Try it:
Copy the complete listing word for word, but do not carry over any images.

==== Dataset entries

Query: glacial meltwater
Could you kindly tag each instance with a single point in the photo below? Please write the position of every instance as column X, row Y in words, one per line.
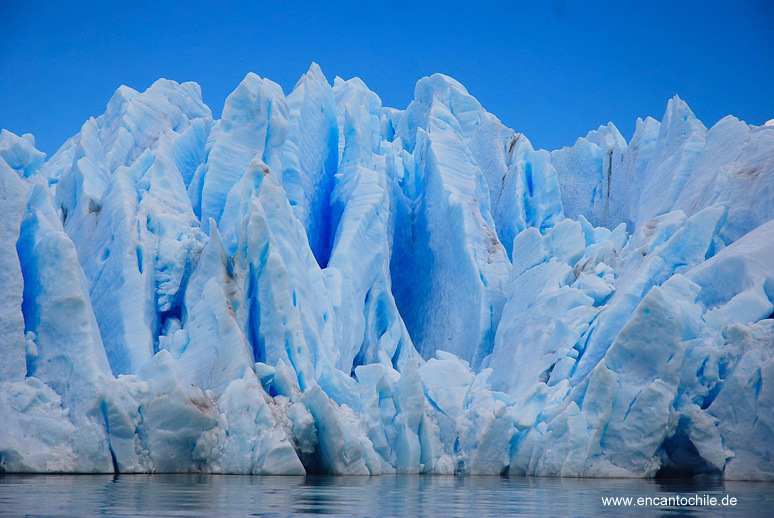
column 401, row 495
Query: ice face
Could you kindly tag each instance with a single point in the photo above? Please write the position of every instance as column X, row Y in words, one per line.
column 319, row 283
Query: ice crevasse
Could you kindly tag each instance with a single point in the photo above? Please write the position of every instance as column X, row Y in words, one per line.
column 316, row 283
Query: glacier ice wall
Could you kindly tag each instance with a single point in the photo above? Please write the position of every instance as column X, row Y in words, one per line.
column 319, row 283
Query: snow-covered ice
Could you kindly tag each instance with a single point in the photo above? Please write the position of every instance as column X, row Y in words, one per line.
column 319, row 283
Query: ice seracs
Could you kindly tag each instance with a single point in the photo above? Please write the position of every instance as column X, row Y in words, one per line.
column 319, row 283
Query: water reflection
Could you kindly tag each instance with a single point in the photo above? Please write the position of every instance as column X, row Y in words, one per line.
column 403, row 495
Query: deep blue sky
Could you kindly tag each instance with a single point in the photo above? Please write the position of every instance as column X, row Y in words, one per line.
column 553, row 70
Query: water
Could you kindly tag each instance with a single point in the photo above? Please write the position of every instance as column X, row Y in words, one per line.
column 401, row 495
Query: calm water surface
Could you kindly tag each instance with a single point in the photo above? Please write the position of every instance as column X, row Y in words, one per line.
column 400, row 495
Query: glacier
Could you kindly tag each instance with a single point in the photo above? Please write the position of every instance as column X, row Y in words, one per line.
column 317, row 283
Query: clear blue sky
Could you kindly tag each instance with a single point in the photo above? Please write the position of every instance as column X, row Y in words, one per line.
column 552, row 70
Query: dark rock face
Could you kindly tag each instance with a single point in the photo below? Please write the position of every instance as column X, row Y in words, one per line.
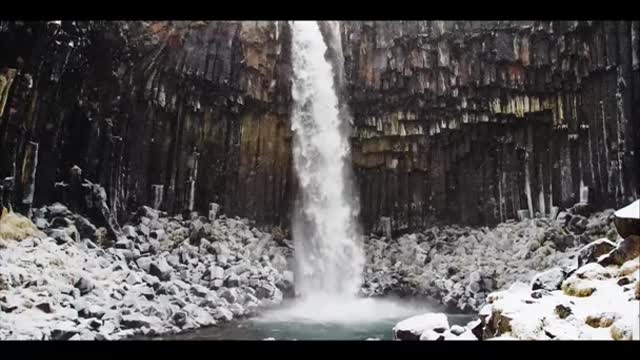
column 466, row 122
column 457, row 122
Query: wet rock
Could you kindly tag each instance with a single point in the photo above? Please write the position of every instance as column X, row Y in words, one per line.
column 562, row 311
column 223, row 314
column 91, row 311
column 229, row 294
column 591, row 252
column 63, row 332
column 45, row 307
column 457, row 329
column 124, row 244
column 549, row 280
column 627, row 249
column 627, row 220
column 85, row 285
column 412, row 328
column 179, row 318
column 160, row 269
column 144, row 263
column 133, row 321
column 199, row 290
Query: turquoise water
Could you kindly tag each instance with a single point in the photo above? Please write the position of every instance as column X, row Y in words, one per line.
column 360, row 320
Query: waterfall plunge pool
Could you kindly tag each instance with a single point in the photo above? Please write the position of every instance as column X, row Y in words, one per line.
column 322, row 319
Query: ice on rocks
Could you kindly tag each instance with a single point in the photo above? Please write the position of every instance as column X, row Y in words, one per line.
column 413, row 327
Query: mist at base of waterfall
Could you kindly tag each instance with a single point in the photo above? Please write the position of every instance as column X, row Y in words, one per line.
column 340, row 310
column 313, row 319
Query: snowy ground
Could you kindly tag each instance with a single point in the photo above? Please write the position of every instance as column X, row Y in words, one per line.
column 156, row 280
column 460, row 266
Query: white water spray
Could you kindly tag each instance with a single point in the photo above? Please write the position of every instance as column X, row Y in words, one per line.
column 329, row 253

========

Solution for this exercise:
Query: glacial meltwater
Could you kindly tag each instance with a single point in the photo below? Please write the position of every instance as column X, row Y in words, one per line.
column 401, row 495
Query: ice face
Could you kindly tag each instance with a single point in the photo above? Please write the position of every instance as column X, row Y in words, one per line.
column 319, row 283
Query: ice crevasse
Could you kindly tag each instance with a single point in the photo above? Please write the position of every instance as column X, row Y in words, one per line.
column 316, row 283
Query: glacier ice wall
Could you kindly tag each instance with a single point in the photo above? Please write the position of every instance as column X, row Y in words, one per line.
column 319, row 283
Query: snow-covered ice
Could you kindly tag each instance with a single point in the photo above? Please write the position of every instance as column X, row Y in words, one per line.
column 319, row 283
Query: ice seracs
Could you kindly tag each instance with a single point in the photo above? Please write the position of every instance as column X, row Y in words, one per line.
column 319, row 283
Query: water reflection
Could you kindly tag each instance with a single point in the photo above? Please write the position of every instance as column X, row Y in words, one per line.
column 403, row 495
Query: deep blue sky
Could you kindly tag each instance with a single point in the photo above? Please write the position of every instance as column X, row Y in words, one per line.
column 553, row 70
Query: water
Could you kindly tag each instance with a single point in the photo above? Please write the position of every instance as column X, row Y in words, one per line.
column 401, row 495
Query: calm water surface
Could you kindly tag each instance with a single point in the photo above? Please write the position of every instance as column X, row Y in words, one per line.
column 400, row 495
Query: glacier
Could you kindly tag each instance with a single point in the photo above? Please write the position of every instance as column X, row Y in words, one per line.
column 317, row 283
Query: clear blue sky
Could you kindly tag each instance with a single point in the photo above? Please write the position of every instance as column X, row Y in words, one per line.
column 552, row 70
Query: dark rock face
Could you kindly tag each instance with a single point in the photo below? Please write the position of every instance as column X, row Y in words, one per line.
column 466, row 122
column 457, row 122
Query: wet rock
Could you kindly tag each instance with a single point in the photo above? Please write the position of every instance as column X, row Y in words, one per line.
column 562, row 311
column 223, row 314
column 91, row 311
column 229, row 294
column 591, row 252
column 63, row 332
column 45, row 307
column 457, row 329
column 124, row 244
column 549, row 280
column 627, row 249
column 627, row 220
column 85, row 285
column 412, row 328
column 179, row 318
column 160, row 269
column 144, row 263
column 133, row 321
column 199, row 290
Query: turquoise water
Could you kindly tag each instance with a single point in the photo above? Please write the position of every instance as column X, row Y in words, one per line.
column 360, row 320
Query: waterfall plunge pool
Could you kindly tag each instance with a single point in the photo above? Please write the position of every instance as column X, row Y in words, one per line.
column 322, row 319
Query: ice on rocks
Could you kindly tag each instance with a single point in the photo above? Please write the position of every instance as column X, row Y in words, one per line.
column 413, row 327
Query: mist at base of waterfall
Could you kindly tag each instance with a single point in the photo above? Please write the position of every instance as column X, row Y in words, one per line.
column 340, row 310
column 313, row 319
Query: snowy ground
Could you kindly tag each instance with a single point in the photo above? Please write the position of every instance as column X, row Y in words, one per line.
column 156, row 280
column 460, row 266
Query: white water spray
Could you kindly tag each instance with a single point in the photo above? Please write the position of every instance as column X, row Y in words, one per line.
column 329, row 253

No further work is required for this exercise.